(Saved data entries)
## Begin

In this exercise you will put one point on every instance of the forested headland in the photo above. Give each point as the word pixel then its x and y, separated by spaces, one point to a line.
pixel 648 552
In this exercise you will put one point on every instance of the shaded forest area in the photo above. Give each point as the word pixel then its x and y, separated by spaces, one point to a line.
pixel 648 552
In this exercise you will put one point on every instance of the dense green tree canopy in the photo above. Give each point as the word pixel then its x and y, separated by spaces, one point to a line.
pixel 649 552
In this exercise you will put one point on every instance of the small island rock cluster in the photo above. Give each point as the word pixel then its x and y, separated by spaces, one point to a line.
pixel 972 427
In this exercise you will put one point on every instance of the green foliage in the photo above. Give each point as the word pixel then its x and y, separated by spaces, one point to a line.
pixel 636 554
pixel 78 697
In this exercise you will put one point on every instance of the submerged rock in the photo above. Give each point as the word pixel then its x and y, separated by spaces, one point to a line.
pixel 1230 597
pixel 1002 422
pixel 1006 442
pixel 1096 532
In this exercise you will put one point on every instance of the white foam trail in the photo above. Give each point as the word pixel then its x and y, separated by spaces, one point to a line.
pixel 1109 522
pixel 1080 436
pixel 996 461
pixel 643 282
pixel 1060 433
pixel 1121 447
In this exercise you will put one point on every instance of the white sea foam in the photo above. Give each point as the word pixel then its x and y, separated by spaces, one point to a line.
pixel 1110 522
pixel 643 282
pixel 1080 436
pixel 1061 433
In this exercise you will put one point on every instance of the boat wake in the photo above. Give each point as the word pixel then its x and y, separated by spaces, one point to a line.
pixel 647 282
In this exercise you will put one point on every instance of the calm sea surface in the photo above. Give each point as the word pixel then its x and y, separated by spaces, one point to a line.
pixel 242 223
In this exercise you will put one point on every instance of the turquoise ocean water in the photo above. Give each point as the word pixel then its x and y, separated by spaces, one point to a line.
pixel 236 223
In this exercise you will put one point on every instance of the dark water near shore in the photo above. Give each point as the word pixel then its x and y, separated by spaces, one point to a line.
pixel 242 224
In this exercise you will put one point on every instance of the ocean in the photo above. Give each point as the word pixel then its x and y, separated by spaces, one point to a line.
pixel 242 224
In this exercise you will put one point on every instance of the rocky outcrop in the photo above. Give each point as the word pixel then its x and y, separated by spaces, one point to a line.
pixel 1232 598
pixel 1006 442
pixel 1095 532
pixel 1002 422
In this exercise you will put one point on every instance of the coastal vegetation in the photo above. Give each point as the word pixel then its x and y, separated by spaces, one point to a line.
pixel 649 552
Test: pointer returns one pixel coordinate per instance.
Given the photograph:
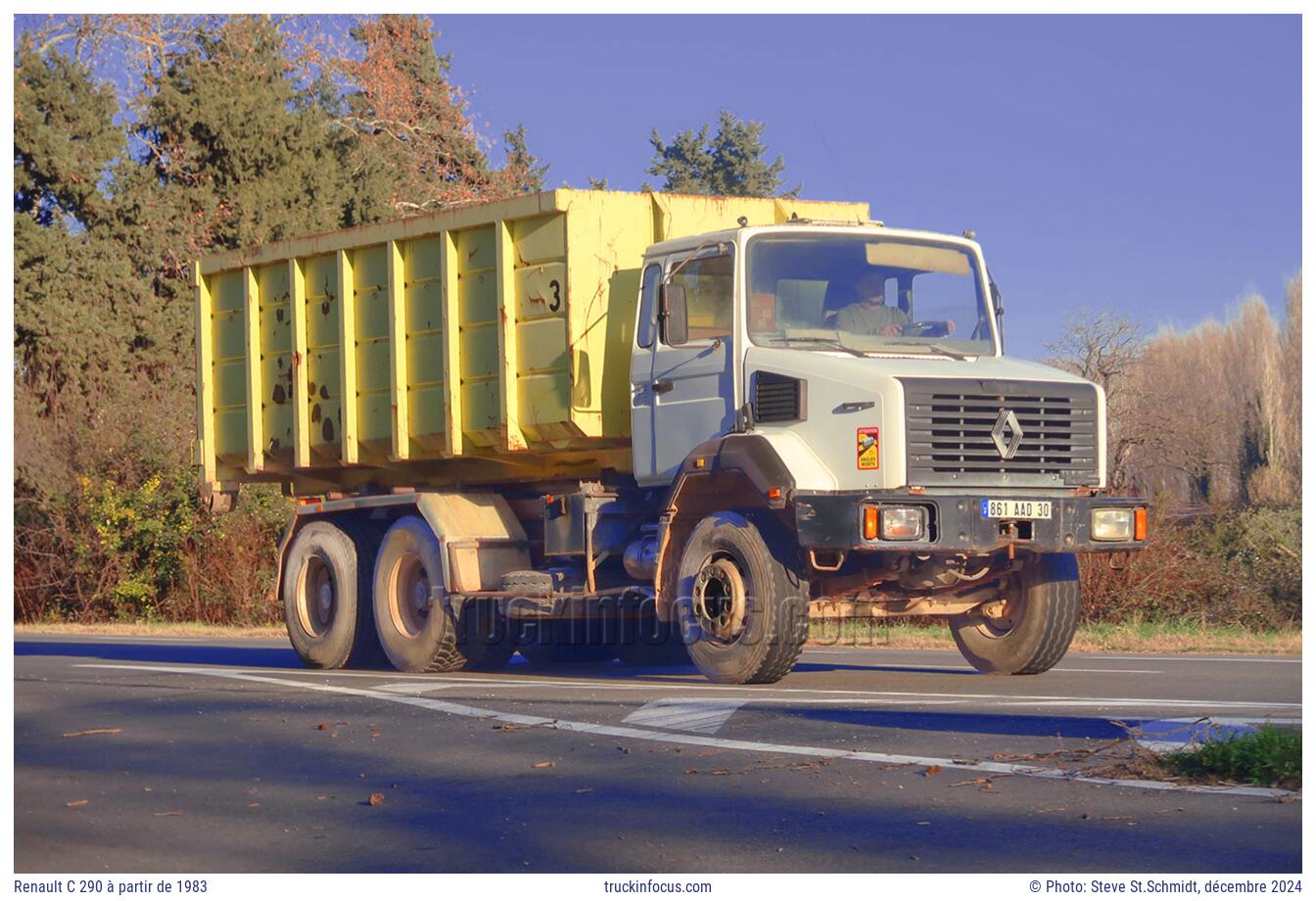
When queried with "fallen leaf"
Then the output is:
(92, 732)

## End

■ EXERCISE INSTRUCTIONS: Write out every line of the data above without changing a character, and leave the pictures out of your answer.

■ RESPONSE TO THE EXERCISE:
In this exercise you will put one point on every instance of the forested headland in the photo above. Give each point as the word pixel then its x and y, separated by spaces, one point to a line.
pixel 648 552
In this exercise you will put one point on every instance of the shaded forest area in the photo above. Give each point as the word pixel then its x and y, separated by spaces, one point to a line.
pixel 648 552
In this exercise you will put one point on every instance of the dense green tree canopy in the photo above. Give each point as the word pixel then its x and y, separated by spaces, one point to a line.
pixel 649 552
In this exercise you will put one point on every instance of the small island rock cluster in the photo above. Give each point as the word pixel then its x and y, separated by spaces, one point to a line.
pixel 972 427
In this exercise you will put one point on every instance of the green foliage in the photo above. Give each point as the word pixel then its x and y, separated by spaces, one point to a line.
pixel 636 554
pixel 78 697
In this exercise you will put one point on every instance of the submerged rock in the photo above. Give each point as the word pixel then its x and y, separated by spaces, one point to a line.
pixel 1230 597
pixel 1002 422
pixel 1006 442
pixel 1096 532
In this exercise you will put one point on every instance of the white foam trail in the photo above. Give each point as the word pixel then its x and y, separated by spaces, one point to a line.
pixel 1109 522
pixel 1080 436
pixel 996 461
pixel 643 282
pixel 1060 433
pixel 1121 447
In this exercise you will put one point on every instance of the white sea foam in the photo above. Give each point as the word pixel then its x and y, separated by spaces, one point to a line.
pixel 1110 522
pixel 643 282
pixel 1080 436
pixel 1061 433
In this exercise you will put one point on every instance of the boat wake in the photo above. Give each point as the word pixel then its x and y, separated by spaces, one point to a line.
pixel 647 282
In this exercise you will put one point on every instance of the calm sea surface in the photo above. Give each point as the word pixel then its x and y, separated by spaces, one point to a line.
pixel 242 223
In this exercise you will put one point on every instance of the turquoise ocean water in the photo above. Give each point as the word pixel then its x and y, separated by spaces, one point to a line.
pixel 236 223
In this exercise you will put one point on every instance of the dark water near shore in the photo above. Give each point as the word pixel then its x and y, separated by spaces, one point to a line.
pixel 242 224
In this exercise you will put one point on every instance of the ocean in the photo above. Give each point as the word pixel then its x and y, separated by spaces, one point to a line.
pixel 242 224
In this exercise you will put one point on every instance of the rocky outcrop in the photo above. Give each point as the word pixel then its x and y, separated by spaces, one point to a line.
pixel 1232 598
pixel 1006 442
pixel 1095 532
pixel 1002 422
In this exercise you will put one point on every instance of the coastal vegetation in the photo above. Give each point as the word pixel then its x and y, separated by spaces, one point to a line.
pixel 649 552
Test: pointer returns one pixel coordinate per instance.
Given the photograph:
When queried with "fallen leaf"
Then the output is:
(92, 732)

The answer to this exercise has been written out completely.